Requirements: Copy the passage from the piece on making soap at home in the 18th century, starting at "August 6, 2013" and ending at "French milled soap.".

Extract to read:
-- start --
The Lallybroch Lather: soap at home in the 18th Century

August 6, 2013 in Creating The 18th Century, Living history, Soap, Scent, Toners and Tonics by M C

Claire, returning to Lallybroch with Jamie, knows Jenny is suspicious of her… and the proof is in the soap she’s been given to use.  Instead of the brown homemade wood ash lye soap everyone else makes do with, Claire is given a bar of French milled soap.

By the time Jamie and Claire return to Lallybroch, after an absence of a couple decades, soapboiling and candlemaking (two trades often practiced together since both involve rendering tallow (purifying fat)) are common occupations.  Literally thousands of pounds of tallow soap are being produced in England, and the soap output of the continent must be measured in tonnage.  And lest you think soapmakers or “soapboilers” were limited to England and the Continent, the first soapboiler arrived in Jamestown in 1609. If the mid-18th century denizen didn’t understand germ theory they understand the use of soap in textile production, and personal hygiene was more a matter of superstition and personal preference than a lack of understanding of the properties of soap.

That said, the method by which people made soap at home is even more primitive than the recipe found in Mappae Clavicula, published, depending on who you choose to believe, between 600 and 1130 AD.  The first known recipe for soap calls for cooking down the liquid obtained by straining water through wood ashes.  But for hundreds of years homemakers made soap with un-concentrated wood ash lye.. and an iffy proposition it was too.
-- end --
Supplied entries:
-- start --
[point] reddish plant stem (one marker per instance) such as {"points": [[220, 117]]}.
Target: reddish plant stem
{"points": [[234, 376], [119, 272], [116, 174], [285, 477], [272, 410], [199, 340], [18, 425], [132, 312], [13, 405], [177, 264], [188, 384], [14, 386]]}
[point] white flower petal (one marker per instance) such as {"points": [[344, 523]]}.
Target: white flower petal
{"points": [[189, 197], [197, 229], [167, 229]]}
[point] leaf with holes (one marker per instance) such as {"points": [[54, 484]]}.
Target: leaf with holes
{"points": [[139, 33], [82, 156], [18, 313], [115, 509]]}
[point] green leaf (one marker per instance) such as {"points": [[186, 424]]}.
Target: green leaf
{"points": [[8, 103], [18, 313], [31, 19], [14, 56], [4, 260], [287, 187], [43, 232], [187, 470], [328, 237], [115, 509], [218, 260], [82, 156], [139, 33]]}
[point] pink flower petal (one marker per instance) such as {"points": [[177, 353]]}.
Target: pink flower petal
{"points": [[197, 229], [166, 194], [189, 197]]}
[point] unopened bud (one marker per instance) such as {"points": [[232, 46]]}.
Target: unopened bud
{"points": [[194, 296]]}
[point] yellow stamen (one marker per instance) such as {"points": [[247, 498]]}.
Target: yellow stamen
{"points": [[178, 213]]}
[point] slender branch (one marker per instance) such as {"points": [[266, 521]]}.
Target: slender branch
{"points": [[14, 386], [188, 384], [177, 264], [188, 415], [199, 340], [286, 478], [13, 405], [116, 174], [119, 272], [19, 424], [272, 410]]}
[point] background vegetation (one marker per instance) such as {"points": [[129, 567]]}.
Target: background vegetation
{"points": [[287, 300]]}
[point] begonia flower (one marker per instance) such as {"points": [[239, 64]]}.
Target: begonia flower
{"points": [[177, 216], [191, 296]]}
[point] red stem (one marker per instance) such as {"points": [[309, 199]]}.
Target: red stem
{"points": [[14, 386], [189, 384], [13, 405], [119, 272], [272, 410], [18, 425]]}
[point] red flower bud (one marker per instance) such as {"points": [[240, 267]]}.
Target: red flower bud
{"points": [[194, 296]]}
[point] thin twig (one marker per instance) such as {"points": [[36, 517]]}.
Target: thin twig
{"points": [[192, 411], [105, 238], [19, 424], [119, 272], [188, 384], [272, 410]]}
-- end --
-- start --
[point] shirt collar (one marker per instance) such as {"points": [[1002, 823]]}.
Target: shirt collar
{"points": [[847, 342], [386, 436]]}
-- end --
Task answer:
August 6, 2013 in Creating The 18th Century, Living history, Soap, Scent, Toners and Tonics by M C

Claire, returning to Lallybroch with Jamie, knows Jenny is suspicious of her… and the proof is in the soap she’s been given to use.  Instead of the brown homemade wood ash lye soap everyone else makes do with, Claire is given a bar of French milled soap.